_Text_.
= = = =

Open access peer-reviewed chapter

Temperature Effects on Liquid Crystal Nonlinearity

By Lamees Abdulkaeem Al-Qurainy and Kais A.M. Al Naimee

Submitted: April 25th 2017Reviewed: July 17th 2017Published: December 20th 2017

DOI: 10.5772/intechopen.70414

Downloaded: 178

Abstract

The effect of temperature variation on nonlinear refractive indices of several types of liquid crystal (LC) compounds has been reported. Five samples have been investigated: two pure components (E7, MLC 6241-000) and three mixtures are obtained by mixing the previous two in different proportions. Birefringence, the average refractive index and the temperature gradients of refractive indices of the LCs are determined. The variations in refractive indices and birefringence were fitted theoretically using the modified Vuks equation. Excellent agreement is obtained between the fitted values and experimental data. Finally, the bistability of nonlinear refractive indices with temperature of liquid crystal (LC) compounds has been studied. The bistability of liquid crystals based on temperature is clearly observed for all samples. Also, the extraordinary refractive index has larger bistability than the ordinary refractive index. The measurements are performed at 1550 nm wavelength using wedged cell refractometer method.

Keywords

  • extraordinary
  • refractive index
  • liquid crystal
  • birefringence
  • order parameter

1. Introduction

Liquid crystals exhibit optical anisotropy or birefringence (Δn). This is an essential physical property of liquid crystals and is a key element in how they are implemented in the display [1, 2], photonic devices [3], communications signal processing [4], and beam steering [5].

When light propagates through anisotropic media such as liquid crystals, it will be divided into two rays which travel through the material at different velocities, and therefore have different refractive indices, the ordinary index (no), and extraordinary index (ne), and the difference is called as birefringence or double refraction (∆n = ne − no). Depending on the values of ne and no, birefringence can be positive or negative [6, 7].

Temperature plays a fundamental role in affecting the refractive indices of LCs. As the temperature increases, ordinary (no) and extraordinary (ne) refractive indices of LCs behave differently from each other [8, 9].

= = = =

_Data excerpt_.
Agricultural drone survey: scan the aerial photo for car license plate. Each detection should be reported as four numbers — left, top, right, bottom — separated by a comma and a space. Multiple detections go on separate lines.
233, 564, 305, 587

= = = =

_What the exercise asks_. Write out the stretch of the liquid crystal chapter from "When light propagates" through "negative [6, 7].", word for word.

_Written solution_.
When light propagates through anisotropic media such as liquid crystals, it will be divided into two rays which travel through the material at different velocities, and therefore have different refractive indices, the ordinary index (no), and extraordinary index (ne), and the difference is called as birefringence or double refraction (∆n = ne − no). Depending on the values of ne and no, birefringence can be positive or negative [6, 7].